• Written task A
Echo the passage of the budget bulletin starting with "2005 $16,500 $18,000" and going on through "the DC limit.".
• Written task B
In the budget bulletin, list every year that heads a row of the table comparing old and new limits.

• Extracted text
The retirement savings measures in the federal budget

LinkedIn

There, in black and white

NB Bulletin Vol. 8 N. 3, Febuary 2005

The February 23, 2005 federal budget contains some important changes affecting Canadian retirement savings plans, notably, higher contribution limits and the removal of the foreign property limit. This bulletin outlines these changes and their main impacts on your plans.

Higher contribution limits for retirement savings plans

This change increases the contribution limits for registered retirement savings plans (RRSPs), defined contribution plans (DCs) and deferred profit-sharing plans (DPSPs). As a result of the future increases in the contribution limits, the maximum pension payable under defined benefit plans (DBs) will also increase. The following table illustrates the differences between the old and new limits. 


 Old limitsNew limits
 

YearRRSP
contribution
DC
contribution(1)
Maximum
pension
(DB)
RRSP
contribution
DC
contribution(1)
Maximum
pension
(DB)

2005 $16,500 $18,000 $2,000 $16,500 $18,000 $2,000
2006 $18,000 Indexed(2) Indexed(2) $18,000 $19,000 $2,111
2007 Indexed(2) Indexed(2) Indexed(2) $19,000 $20,000 $2,222
2008 Indexed(2) Indexed(2) Indexed(2) $20,000 $21,000 $2,333
2009 Indexed(2) Indexed(2) Indexed(2) $21,000 $22,000 $2,444
2010 Indexed(2) Indexed(2) Indexed(2) $22,000 Indexed(2) Indexed(2)
2011 Indexed(2) Indexed(2) Indexed(2) Indexed(2) Indexed(2) Indexed(2)

(1) Annual DPSP limit is 50% of the DC limit.
(2) Indexation of the previous year’s limit by the increase in the Average Industrial Wage Index

Impact on capital accumulation plans 

  • For capital accumulation plans like group RRSPs, DPSPs and DCs, the higher contribution limits may potentially increase employee and employer contributions for higher paid members.

• Data records
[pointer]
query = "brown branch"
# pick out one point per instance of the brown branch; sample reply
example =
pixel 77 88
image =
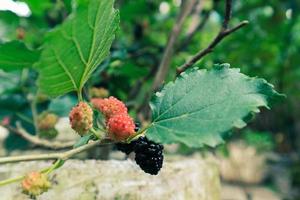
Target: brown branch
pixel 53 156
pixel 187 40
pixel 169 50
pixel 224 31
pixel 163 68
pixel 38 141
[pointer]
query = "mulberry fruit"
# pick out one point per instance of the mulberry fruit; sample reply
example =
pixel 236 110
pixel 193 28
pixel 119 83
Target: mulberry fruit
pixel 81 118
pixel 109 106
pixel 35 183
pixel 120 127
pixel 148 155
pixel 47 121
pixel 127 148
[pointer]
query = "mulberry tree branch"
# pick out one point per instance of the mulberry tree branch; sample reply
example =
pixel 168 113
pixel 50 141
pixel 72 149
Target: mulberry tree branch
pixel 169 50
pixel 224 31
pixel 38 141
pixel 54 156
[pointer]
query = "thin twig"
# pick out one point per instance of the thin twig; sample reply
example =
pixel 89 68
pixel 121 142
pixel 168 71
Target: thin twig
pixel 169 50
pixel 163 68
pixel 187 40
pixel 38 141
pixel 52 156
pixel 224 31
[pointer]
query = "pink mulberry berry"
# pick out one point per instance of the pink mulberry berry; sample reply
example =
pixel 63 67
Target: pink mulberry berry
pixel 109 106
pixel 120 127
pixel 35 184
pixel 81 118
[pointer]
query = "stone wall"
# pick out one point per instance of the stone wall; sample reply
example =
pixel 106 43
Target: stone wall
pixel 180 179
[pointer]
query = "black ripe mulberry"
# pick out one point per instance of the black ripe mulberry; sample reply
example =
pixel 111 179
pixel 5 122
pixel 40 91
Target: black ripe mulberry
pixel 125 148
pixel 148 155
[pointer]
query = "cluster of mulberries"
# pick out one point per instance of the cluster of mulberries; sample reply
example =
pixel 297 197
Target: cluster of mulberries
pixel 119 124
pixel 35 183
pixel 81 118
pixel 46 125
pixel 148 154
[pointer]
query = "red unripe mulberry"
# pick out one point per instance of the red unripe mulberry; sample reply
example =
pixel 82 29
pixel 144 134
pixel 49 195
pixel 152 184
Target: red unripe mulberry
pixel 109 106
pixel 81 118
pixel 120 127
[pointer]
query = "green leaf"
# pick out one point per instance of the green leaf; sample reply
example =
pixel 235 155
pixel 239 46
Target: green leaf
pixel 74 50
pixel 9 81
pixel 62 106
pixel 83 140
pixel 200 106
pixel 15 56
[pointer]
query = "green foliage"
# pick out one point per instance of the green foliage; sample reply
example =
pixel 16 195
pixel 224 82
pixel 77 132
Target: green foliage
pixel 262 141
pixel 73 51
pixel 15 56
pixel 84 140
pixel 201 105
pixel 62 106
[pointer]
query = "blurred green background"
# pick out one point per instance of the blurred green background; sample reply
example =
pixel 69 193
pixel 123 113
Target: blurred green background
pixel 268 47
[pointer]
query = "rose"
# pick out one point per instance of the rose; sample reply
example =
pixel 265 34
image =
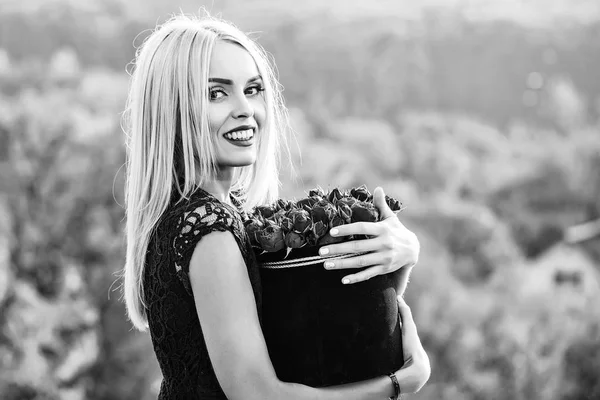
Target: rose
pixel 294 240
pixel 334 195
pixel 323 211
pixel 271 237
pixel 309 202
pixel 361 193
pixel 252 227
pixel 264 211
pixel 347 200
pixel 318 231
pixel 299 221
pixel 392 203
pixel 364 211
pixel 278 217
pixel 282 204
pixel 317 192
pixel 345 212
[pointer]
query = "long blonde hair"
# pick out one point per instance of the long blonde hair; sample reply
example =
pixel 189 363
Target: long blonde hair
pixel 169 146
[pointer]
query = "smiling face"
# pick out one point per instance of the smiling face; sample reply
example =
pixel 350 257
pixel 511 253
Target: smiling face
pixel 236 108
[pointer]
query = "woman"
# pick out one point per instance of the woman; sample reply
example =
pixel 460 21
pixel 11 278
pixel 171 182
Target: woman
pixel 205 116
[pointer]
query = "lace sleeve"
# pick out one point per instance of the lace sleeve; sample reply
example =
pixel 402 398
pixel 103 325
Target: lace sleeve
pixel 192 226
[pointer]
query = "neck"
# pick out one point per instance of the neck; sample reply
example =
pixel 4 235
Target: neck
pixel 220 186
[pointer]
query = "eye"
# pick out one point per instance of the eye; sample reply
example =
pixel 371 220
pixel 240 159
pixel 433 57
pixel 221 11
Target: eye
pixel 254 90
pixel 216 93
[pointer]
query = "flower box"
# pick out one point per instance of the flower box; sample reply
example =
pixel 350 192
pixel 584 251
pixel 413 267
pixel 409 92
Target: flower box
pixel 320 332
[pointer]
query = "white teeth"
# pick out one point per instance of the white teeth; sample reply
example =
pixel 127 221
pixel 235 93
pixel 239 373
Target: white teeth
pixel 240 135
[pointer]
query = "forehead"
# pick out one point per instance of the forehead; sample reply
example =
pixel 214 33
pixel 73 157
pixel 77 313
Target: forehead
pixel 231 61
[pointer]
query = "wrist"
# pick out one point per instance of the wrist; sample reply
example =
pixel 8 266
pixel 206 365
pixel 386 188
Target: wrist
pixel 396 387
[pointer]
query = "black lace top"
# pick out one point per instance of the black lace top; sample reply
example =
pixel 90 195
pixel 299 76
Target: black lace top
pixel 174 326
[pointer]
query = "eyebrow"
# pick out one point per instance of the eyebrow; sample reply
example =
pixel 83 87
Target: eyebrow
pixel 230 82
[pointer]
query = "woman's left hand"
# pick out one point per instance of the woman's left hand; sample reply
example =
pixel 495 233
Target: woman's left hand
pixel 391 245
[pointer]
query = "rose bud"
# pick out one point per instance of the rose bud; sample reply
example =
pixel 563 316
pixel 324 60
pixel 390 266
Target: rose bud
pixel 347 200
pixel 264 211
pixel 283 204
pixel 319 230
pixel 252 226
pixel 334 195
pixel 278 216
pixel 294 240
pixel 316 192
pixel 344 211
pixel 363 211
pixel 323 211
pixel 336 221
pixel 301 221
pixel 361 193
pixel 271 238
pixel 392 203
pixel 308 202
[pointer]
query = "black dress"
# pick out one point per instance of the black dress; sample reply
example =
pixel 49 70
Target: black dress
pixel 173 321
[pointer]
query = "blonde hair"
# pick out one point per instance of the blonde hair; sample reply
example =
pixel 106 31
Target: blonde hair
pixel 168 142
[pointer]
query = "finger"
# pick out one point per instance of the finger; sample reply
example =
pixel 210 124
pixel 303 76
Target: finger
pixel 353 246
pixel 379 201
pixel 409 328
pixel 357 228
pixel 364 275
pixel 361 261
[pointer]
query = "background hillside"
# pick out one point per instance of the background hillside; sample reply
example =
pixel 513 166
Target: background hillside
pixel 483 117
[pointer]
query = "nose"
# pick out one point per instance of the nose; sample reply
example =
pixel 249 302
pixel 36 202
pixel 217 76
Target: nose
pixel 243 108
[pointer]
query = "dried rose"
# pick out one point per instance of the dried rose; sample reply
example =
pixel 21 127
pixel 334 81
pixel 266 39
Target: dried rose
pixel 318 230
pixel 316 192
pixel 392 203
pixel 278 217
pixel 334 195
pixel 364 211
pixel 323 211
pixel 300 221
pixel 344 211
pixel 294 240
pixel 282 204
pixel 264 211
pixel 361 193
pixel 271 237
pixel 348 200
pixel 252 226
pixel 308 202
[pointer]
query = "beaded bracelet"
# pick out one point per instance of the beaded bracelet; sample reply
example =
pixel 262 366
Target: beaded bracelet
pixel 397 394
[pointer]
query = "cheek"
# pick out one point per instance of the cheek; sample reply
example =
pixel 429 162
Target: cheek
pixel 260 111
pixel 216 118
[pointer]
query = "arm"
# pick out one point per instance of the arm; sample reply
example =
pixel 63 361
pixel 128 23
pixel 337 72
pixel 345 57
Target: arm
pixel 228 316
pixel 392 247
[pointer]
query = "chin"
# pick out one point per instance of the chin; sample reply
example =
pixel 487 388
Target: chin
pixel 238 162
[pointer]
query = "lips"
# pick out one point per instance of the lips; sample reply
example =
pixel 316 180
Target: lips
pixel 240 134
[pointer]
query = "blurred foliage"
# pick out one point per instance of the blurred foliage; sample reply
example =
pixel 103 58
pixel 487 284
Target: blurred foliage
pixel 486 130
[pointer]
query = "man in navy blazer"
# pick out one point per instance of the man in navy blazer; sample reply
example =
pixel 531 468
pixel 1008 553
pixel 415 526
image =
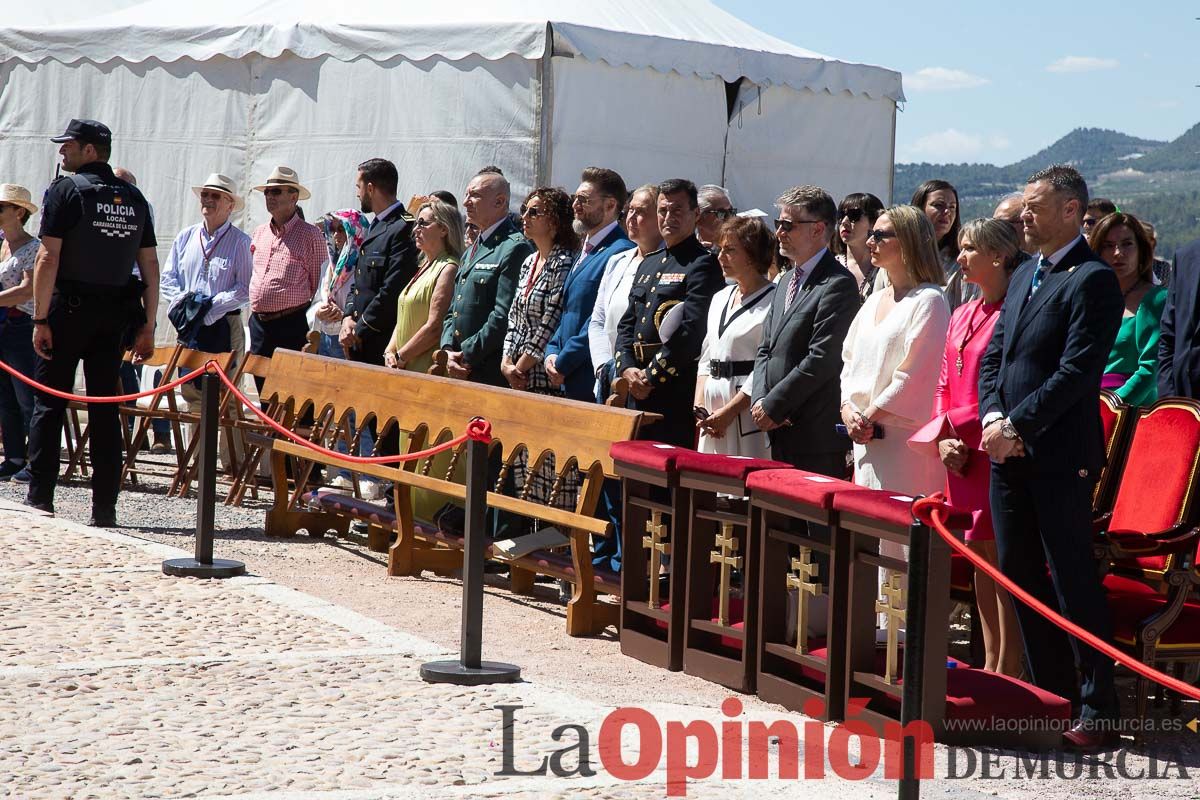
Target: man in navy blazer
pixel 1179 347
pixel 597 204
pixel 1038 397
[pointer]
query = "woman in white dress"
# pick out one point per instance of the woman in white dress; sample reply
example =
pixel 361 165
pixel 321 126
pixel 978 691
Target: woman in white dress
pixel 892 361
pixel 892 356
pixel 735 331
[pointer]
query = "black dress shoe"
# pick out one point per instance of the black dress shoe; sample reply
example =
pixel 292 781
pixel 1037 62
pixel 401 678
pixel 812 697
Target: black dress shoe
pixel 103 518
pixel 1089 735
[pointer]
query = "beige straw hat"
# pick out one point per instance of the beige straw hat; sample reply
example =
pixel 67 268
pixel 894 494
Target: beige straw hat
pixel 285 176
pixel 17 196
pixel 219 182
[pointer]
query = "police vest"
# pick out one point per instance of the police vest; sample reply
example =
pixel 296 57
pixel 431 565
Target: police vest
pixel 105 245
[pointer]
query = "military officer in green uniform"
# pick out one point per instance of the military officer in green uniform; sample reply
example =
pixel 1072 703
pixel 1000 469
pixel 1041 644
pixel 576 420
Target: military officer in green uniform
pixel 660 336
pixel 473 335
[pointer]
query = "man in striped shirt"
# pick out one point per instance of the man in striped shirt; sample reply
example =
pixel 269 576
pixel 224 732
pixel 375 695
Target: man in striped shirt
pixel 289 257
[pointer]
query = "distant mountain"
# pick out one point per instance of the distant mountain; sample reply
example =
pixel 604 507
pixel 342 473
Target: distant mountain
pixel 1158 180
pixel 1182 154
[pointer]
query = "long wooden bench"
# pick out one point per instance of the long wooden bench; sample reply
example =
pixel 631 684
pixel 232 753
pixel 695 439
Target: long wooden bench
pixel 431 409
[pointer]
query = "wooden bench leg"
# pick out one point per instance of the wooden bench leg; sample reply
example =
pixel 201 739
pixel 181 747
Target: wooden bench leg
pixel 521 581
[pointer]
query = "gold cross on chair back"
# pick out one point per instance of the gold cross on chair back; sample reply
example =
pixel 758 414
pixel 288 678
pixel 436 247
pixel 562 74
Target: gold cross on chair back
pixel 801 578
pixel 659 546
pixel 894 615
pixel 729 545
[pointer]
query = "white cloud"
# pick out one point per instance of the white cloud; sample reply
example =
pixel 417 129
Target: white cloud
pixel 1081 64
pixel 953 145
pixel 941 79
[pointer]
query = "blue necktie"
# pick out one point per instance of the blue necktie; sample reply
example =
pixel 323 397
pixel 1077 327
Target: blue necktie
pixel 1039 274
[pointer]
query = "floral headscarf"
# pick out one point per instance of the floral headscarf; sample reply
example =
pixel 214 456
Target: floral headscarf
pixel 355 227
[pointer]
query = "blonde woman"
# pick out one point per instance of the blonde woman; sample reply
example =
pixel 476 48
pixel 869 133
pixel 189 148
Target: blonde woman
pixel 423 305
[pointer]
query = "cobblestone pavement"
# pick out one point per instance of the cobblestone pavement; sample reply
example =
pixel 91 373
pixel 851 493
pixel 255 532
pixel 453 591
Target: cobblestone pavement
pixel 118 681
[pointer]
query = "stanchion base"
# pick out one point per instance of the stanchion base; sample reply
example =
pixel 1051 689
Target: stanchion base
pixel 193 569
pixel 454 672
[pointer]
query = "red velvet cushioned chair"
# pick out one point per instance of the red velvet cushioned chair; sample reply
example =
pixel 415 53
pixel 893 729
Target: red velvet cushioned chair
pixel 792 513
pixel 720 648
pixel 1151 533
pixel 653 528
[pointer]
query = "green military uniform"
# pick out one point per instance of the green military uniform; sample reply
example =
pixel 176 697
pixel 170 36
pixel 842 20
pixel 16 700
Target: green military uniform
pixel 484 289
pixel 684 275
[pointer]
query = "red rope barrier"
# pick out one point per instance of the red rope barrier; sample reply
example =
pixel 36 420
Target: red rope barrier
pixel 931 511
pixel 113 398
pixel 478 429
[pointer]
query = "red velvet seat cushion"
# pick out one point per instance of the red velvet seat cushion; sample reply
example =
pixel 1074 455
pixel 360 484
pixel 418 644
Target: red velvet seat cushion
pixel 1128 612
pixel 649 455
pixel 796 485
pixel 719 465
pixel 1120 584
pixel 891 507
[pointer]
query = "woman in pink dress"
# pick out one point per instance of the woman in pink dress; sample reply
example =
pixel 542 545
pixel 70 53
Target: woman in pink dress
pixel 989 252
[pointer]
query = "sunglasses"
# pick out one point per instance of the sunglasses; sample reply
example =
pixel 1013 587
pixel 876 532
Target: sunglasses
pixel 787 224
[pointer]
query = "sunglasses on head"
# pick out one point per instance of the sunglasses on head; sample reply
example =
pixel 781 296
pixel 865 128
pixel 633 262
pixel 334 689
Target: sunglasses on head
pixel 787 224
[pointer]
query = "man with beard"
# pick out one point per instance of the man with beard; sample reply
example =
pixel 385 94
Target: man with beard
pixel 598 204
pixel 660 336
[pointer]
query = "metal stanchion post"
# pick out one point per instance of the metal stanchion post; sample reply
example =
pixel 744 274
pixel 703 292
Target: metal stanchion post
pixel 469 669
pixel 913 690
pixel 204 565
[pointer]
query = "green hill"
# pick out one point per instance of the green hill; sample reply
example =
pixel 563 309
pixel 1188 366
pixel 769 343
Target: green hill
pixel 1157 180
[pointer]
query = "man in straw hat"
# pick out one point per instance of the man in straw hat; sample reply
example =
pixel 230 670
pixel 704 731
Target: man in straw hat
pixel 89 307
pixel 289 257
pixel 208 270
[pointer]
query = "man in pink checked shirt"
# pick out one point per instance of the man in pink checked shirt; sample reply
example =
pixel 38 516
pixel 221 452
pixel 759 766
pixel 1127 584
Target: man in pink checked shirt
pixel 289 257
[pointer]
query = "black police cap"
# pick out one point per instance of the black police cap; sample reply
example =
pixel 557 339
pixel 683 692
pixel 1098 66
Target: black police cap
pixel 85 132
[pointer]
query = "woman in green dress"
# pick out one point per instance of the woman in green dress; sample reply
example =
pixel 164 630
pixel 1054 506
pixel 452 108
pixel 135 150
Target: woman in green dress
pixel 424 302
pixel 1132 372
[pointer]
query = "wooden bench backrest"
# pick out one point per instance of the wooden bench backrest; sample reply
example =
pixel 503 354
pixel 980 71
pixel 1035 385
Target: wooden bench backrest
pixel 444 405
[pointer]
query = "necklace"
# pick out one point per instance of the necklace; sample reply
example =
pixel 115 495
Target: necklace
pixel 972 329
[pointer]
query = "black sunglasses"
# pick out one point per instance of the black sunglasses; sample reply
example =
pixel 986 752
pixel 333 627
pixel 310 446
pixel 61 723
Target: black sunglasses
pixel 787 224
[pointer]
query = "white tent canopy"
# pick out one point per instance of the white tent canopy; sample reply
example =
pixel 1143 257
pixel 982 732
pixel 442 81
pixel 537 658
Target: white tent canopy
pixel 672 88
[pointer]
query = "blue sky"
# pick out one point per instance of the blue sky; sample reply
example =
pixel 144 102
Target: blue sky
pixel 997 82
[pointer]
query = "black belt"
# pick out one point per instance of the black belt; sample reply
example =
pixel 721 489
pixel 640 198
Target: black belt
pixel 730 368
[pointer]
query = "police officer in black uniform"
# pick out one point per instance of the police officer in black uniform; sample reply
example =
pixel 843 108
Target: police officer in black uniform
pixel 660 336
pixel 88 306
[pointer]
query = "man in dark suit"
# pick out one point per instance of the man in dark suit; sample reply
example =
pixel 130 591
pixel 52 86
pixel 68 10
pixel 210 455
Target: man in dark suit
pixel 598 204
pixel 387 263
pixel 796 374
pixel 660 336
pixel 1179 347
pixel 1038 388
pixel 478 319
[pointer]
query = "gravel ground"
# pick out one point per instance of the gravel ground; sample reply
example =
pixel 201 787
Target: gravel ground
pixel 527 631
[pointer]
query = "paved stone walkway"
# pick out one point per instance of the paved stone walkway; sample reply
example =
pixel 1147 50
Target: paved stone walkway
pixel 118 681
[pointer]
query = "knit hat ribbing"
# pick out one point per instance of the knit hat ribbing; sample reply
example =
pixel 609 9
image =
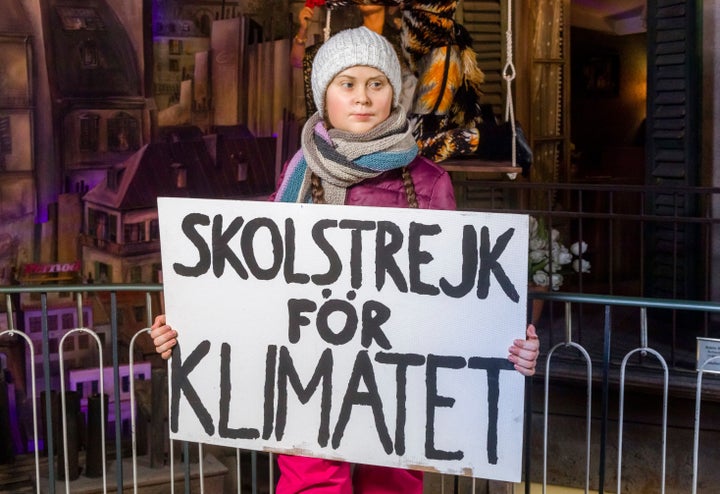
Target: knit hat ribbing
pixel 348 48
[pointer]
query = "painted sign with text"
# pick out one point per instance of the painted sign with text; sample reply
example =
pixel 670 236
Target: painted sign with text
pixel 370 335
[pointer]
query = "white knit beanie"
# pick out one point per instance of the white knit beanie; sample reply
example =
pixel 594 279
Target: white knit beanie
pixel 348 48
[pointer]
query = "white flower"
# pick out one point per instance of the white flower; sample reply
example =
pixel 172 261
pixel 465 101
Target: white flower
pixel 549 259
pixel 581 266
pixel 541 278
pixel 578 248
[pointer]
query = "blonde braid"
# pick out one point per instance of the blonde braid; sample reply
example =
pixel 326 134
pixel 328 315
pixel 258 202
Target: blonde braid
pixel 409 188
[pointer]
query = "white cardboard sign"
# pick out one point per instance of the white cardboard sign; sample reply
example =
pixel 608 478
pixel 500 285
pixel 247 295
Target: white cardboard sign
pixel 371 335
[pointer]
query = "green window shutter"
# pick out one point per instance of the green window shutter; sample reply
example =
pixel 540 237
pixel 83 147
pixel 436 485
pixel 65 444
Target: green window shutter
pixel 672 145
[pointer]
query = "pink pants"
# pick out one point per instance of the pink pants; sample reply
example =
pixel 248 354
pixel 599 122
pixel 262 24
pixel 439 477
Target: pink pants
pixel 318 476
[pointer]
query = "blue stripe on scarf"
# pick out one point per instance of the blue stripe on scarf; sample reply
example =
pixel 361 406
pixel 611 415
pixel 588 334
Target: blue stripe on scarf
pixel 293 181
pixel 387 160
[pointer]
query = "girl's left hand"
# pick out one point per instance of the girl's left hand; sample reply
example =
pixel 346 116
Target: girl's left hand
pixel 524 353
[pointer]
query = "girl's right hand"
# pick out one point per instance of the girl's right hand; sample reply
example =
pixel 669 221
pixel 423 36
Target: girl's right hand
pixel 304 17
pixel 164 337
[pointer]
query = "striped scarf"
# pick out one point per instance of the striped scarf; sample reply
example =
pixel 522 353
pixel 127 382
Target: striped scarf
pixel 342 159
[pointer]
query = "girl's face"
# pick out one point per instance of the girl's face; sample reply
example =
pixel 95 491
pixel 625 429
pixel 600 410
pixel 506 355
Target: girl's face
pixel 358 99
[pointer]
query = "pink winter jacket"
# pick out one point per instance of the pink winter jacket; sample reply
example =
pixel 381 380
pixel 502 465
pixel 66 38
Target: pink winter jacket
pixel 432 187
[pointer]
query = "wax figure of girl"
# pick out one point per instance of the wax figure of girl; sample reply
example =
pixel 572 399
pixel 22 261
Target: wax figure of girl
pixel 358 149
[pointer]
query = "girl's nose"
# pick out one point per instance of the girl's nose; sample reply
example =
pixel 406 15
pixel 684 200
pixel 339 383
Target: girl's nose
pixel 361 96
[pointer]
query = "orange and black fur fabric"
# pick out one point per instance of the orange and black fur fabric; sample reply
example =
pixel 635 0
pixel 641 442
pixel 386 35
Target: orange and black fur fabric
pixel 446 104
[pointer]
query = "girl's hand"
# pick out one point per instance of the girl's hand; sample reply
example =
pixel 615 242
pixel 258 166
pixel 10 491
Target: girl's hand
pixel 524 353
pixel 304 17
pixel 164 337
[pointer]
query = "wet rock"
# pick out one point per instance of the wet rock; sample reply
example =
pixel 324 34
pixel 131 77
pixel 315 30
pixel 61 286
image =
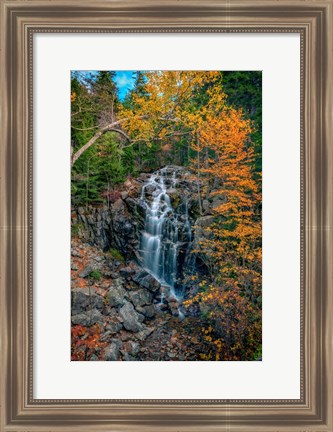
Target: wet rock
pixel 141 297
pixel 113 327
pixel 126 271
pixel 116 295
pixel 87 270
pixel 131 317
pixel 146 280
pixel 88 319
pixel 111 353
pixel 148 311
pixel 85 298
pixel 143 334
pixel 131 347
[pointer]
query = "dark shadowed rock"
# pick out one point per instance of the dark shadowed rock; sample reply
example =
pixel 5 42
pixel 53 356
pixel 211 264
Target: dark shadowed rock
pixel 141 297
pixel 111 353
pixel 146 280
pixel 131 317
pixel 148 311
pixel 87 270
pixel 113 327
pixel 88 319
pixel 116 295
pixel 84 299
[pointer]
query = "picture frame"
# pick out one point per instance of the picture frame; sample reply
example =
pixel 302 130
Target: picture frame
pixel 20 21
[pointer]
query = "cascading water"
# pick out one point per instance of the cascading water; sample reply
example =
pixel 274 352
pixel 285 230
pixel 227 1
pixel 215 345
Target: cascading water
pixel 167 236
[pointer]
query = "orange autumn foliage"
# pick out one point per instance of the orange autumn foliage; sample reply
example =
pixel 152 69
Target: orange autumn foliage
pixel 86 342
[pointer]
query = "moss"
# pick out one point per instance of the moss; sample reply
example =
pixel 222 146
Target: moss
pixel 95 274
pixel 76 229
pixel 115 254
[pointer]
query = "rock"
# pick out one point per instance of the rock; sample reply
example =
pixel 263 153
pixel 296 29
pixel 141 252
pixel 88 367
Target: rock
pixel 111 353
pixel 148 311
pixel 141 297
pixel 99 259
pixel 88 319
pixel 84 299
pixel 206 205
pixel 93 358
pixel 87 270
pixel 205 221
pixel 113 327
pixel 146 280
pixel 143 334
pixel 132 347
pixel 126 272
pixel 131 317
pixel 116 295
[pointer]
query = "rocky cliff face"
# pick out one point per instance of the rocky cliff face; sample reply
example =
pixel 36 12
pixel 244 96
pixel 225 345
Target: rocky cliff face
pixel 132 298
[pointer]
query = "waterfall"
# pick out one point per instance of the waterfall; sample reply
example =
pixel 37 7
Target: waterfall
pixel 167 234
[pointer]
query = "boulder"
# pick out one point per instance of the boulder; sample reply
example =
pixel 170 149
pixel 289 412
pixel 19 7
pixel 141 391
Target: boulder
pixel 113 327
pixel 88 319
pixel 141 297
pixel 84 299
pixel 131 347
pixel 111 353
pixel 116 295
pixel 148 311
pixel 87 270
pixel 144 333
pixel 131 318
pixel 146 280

• Complete response A
2005 $16,500 $18,000 $2,000 $16,500 $18,000 $2,000
2006 $18,000 Indexed(2) Indexed(2) $18,000 $19,000 $2,111
2007 Indexed(2) Indexed(2) Indexed(2) $19,000 $20,000 $2,222
2008 Indexed(2) Indexed(2) Indexed(2) $20,000 $21,000 $2,333
2009 Indexed(2) Indexed(2) Indexed(2) $21,000 $22,000 $2,444
2010 Indexed(2) Indexed(2) Indexed(2) $22,000 Indexed(2) Indexed(2)
2011 Indexed(2) Indexed(2) Indexed(2) Indexed(2) Indexed(2) Indexed(2)

(1) Annual DPSP limit is 50% of the DC limit.

• Complete response B
2005, 2006, 2007, 2008, 2009, 2010, 2011